_Your task_: Render the material below as a Markdown table with the columns "No." and "Text", putting each non-blank line in its own numbered row and omitting blank lines.

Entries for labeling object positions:
· · · · · · ·

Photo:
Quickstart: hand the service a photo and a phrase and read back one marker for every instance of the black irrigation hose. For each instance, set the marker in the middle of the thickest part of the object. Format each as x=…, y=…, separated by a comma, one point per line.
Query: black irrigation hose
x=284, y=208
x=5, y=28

· · · · · · ·

_Result for this task_:
| No. | Text |
|---|---|
| 1 | Photo: |
| 2 | Quickstart: hand the service a photo and a phrase and read back one marker for every instance of the black irrigation hose. For each instance, set the marker in the middle of the thickest part of the object. Format each as x=…, y=…, separated by a comma, one point per line. |
| 3 | Query: black irrigation hose |
| 4 | x=284, y=208 |
| 5 | x=5, y=28 |